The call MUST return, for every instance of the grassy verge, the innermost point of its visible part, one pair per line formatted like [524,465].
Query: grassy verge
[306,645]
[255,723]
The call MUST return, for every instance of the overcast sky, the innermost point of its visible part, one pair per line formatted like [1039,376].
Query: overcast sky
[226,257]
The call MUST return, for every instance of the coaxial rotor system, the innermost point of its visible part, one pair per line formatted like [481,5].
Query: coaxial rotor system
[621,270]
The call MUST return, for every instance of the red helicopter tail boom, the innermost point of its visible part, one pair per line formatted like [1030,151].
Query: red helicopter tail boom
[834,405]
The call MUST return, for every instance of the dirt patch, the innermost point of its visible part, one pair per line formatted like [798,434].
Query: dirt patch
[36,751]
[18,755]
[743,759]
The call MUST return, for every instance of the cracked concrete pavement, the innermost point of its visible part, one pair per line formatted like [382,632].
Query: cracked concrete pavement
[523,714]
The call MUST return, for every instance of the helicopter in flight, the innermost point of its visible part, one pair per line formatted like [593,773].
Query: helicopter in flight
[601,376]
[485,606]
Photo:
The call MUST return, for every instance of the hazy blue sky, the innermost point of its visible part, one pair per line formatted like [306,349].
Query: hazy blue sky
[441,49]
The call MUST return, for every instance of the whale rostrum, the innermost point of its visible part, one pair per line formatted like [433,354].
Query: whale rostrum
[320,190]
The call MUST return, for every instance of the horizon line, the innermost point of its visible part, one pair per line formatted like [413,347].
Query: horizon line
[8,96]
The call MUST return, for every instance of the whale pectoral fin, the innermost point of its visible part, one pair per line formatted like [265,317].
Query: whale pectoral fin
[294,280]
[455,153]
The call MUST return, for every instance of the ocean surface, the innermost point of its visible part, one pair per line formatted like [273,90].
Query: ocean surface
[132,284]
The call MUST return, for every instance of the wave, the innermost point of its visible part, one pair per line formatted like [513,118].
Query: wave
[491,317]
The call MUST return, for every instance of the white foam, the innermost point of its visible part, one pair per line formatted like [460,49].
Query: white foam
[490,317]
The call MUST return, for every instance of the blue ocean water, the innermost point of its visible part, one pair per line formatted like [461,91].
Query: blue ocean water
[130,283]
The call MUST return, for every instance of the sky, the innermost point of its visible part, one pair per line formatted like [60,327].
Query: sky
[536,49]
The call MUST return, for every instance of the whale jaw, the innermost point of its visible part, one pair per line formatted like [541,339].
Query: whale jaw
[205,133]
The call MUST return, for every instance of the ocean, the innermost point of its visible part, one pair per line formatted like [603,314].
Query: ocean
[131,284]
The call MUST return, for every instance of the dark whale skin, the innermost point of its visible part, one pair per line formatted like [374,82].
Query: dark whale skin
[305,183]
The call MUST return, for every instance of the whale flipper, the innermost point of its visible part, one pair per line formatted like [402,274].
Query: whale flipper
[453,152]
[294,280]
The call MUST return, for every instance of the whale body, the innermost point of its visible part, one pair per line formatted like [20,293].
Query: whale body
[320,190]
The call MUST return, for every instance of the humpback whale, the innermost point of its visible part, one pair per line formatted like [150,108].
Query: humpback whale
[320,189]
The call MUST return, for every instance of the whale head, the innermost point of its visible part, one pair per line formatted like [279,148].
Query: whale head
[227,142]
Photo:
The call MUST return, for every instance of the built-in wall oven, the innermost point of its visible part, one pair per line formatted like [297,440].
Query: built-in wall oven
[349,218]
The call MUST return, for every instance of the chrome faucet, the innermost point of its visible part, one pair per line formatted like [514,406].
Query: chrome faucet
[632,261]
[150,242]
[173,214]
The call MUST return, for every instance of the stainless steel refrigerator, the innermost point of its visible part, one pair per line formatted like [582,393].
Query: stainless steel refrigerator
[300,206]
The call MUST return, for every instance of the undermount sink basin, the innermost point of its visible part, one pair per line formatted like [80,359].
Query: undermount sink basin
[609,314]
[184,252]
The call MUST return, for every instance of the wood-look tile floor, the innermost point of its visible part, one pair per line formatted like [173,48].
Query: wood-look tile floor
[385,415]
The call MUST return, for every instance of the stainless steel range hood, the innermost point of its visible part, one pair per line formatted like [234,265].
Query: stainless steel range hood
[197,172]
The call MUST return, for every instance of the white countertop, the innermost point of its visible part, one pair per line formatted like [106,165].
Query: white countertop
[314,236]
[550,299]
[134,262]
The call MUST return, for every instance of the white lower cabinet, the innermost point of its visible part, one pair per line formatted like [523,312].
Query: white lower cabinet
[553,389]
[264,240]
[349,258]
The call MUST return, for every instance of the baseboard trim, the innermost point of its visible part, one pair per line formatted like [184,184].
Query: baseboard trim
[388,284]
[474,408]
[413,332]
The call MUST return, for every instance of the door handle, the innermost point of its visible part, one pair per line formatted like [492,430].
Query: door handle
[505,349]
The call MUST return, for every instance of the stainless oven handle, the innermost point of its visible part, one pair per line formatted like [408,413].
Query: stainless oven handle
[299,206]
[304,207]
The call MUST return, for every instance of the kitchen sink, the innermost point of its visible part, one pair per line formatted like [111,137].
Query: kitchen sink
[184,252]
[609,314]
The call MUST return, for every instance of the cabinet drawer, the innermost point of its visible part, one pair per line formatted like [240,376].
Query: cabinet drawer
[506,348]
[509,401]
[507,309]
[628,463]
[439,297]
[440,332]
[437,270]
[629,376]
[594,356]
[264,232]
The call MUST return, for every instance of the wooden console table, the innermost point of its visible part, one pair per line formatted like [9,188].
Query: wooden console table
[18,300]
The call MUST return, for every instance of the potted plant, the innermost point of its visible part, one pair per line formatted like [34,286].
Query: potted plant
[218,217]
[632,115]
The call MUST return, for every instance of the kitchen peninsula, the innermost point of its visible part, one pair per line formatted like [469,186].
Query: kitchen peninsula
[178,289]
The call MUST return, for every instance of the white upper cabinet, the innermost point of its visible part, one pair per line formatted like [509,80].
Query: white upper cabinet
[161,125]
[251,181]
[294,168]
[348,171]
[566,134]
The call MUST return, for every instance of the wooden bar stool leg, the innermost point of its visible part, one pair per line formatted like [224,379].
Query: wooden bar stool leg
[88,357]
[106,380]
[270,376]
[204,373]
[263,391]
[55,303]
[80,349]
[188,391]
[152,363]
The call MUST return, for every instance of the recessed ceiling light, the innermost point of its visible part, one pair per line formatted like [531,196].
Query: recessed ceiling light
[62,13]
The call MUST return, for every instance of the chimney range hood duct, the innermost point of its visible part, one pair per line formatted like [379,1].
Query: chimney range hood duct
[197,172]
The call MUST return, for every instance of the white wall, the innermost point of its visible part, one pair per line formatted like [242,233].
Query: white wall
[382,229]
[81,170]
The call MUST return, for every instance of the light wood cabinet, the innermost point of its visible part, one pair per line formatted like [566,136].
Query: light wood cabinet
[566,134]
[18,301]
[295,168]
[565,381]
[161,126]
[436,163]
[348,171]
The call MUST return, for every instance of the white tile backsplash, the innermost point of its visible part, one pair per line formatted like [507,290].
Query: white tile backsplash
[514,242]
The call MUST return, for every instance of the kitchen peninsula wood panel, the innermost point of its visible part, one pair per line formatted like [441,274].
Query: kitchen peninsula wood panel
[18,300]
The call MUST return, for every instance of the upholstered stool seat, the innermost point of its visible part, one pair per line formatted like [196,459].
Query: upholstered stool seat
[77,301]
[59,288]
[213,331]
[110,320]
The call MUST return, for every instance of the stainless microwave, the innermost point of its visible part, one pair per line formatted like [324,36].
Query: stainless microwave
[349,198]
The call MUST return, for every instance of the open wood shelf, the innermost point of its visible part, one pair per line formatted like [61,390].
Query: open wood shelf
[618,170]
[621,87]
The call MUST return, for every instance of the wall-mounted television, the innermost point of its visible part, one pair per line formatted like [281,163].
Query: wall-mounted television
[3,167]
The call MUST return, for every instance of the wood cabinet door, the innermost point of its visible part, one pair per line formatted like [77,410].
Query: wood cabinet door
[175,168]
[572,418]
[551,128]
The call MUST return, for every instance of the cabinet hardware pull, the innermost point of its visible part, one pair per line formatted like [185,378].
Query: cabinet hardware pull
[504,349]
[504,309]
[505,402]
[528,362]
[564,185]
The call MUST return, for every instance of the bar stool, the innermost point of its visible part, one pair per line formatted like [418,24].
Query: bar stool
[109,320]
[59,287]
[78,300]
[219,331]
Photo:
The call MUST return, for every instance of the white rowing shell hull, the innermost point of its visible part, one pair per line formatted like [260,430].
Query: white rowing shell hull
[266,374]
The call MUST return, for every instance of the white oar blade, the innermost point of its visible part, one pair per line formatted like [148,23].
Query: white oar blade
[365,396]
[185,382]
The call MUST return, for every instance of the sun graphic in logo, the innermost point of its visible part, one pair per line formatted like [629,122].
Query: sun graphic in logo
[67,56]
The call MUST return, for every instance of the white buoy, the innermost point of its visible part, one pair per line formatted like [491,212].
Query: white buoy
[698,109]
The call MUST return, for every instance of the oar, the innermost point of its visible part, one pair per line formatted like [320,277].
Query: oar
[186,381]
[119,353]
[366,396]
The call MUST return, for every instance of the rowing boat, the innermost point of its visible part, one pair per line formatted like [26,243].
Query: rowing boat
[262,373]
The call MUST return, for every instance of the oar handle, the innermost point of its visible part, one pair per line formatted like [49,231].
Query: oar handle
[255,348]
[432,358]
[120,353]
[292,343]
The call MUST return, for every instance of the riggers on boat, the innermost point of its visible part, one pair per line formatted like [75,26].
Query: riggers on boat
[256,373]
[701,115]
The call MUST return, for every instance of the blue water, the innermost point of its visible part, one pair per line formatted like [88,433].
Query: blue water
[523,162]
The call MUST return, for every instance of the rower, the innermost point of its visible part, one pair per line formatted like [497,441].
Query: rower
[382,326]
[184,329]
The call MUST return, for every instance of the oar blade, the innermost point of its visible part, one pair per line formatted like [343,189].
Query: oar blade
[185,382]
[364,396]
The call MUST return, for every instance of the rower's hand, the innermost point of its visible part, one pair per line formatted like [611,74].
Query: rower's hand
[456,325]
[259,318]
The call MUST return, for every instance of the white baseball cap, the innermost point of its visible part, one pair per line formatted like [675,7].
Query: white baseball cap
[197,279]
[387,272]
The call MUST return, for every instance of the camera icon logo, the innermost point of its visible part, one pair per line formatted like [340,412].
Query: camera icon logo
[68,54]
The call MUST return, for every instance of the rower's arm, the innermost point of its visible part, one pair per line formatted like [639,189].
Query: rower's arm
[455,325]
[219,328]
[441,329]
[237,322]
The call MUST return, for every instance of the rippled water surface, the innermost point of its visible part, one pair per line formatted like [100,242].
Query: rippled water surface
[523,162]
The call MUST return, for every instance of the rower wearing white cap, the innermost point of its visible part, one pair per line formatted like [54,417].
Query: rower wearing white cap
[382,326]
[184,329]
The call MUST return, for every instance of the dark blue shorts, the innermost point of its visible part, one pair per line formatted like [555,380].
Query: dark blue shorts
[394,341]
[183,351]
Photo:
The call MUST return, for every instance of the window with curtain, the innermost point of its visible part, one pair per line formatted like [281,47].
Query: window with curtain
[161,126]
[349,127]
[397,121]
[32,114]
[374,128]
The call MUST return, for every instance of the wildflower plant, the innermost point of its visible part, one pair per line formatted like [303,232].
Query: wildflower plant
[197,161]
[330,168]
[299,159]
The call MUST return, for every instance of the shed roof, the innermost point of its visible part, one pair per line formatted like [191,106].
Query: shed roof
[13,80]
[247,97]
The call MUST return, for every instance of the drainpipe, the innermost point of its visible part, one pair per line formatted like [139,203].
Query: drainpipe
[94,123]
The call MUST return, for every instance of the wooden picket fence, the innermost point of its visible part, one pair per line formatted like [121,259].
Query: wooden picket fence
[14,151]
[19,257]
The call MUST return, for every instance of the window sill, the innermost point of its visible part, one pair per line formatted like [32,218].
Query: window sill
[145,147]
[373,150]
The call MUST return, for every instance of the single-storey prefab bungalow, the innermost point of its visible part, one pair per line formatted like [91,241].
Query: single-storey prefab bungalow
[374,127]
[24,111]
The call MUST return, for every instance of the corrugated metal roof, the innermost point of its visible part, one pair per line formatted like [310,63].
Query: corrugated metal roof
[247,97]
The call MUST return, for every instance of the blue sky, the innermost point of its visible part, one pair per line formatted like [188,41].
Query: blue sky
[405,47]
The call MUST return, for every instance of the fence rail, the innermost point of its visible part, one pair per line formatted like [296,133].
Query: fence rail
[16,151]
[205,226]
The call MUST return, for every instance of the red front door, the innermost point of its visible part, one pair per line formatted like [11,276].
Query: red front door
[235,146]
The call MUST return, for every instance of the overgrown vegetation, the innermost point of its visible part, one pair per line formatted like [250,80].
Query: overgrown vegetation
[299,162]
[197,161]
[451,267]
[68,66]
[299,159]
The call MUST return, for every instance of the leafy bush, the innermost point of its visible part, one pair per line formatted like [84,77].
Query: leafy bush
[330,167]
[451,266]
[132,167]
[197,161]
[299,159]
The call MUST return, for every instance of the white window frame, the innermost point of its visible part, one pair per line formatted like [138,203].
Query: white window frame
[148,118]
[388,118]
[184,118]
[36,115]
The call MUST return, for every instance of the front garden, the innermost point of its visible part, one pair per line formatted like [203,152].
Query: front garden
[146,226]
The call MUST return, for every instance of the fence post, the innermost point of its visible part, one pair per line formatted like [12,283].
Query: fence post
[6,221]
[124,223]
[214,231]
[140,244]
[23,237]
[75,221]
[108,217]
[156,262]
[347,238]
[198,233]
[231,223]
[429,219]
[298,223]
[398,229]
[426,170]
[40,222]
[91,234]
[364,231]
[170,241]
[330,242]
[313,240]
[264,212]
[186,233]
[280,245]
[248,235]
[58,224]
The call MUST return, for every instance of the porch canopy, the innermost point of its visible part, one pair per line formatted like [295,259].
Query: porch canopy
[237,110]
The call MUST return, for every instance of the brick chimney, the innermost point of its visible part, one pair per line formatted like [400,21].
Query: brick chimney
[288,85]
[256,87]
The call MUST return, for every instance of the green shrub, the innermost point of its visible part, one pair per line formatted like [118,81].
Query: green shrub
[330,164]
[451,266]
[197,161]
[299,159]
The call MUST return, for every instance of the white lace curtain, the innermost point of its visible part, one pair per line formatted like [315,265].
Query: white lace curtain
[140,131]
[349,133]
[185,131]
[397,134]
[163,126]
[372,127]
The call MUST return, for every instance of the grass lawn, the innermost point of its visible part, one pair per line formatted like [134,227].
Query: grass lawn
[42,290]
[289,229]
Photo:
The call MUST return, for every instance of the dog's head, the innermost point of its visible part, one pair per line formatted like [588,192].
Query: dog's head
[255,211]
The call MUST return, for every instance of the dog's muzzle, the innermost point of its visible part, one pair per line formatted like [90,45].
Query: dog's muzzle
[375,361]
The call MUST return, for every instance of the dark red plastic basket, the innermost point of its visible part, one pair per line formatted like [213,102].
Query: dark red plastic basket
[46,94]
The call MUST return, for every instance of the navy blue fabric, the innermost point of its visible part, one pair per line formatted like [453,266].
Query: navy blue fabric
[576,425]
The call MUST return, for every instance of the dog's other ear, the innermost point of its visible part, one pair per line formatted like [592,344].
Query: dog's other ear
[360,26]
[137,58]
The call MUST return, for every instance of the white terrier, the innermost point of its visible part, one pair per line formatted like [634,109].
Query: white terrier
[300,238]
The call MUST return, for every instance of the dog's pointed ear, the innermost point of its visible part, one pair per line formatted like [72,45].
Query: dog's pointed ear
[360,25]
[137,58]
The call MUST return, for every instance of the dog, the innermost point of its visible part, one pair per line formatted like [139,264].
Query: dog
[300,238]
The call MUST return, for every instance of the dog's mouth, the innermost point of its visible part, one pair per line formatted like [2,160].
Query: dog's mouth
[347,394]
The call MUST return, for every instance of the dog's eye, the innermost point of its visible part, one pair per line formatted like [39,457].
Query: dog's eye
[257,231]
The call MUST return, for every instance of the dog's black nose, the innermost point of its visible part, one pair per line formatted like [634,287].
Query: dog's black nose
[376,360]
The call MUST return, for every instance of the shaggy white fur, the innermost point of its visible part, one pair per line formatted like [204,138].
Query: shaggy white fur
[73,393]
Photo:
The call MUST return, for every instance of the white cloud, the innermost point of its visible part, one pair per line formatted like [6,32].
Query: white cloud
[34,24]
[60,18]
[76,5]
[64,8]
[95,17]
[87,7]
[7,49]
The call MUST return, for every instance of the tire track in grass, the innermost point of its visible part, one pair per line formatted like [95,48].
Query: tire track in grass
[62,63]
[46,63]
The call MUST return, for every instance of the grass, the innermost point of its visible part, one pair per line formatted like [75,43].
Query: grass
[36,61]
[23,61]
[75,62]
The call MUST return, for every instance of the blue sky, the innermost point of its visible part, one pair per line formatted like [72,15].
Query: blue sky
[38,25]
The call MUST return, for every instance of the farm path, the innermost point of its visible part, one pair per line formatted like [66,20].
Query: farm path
───
■ Instructions to follow
Copy out exactly the lines running from the line with "The call MUST return, for every instance of the tire" to the end of the records, inclusive.

■ Worked solution
The call MUST return, for every instance of the tire track in grass, the innermost point of its visible part, one pair per line formatted like [95,48].
Query: tire track in grass
[62,63]
[46,63]
The call MUST return, for every instance of the grass, the innermost point of its visible part, one pair per line formatted like [75,43].
Query: grass
[36,61]
[23,61]
[75,62]
The call MUST return, for every instance of the blue sky, the innermost point of its visible part, one pair per line formatted like [72,15].
Query: blue sky
[38,25]
The call MUST return, for every instance of the farm path, the innermost point of its visible part, one pair per line formatted like [66,20].
Query: farm path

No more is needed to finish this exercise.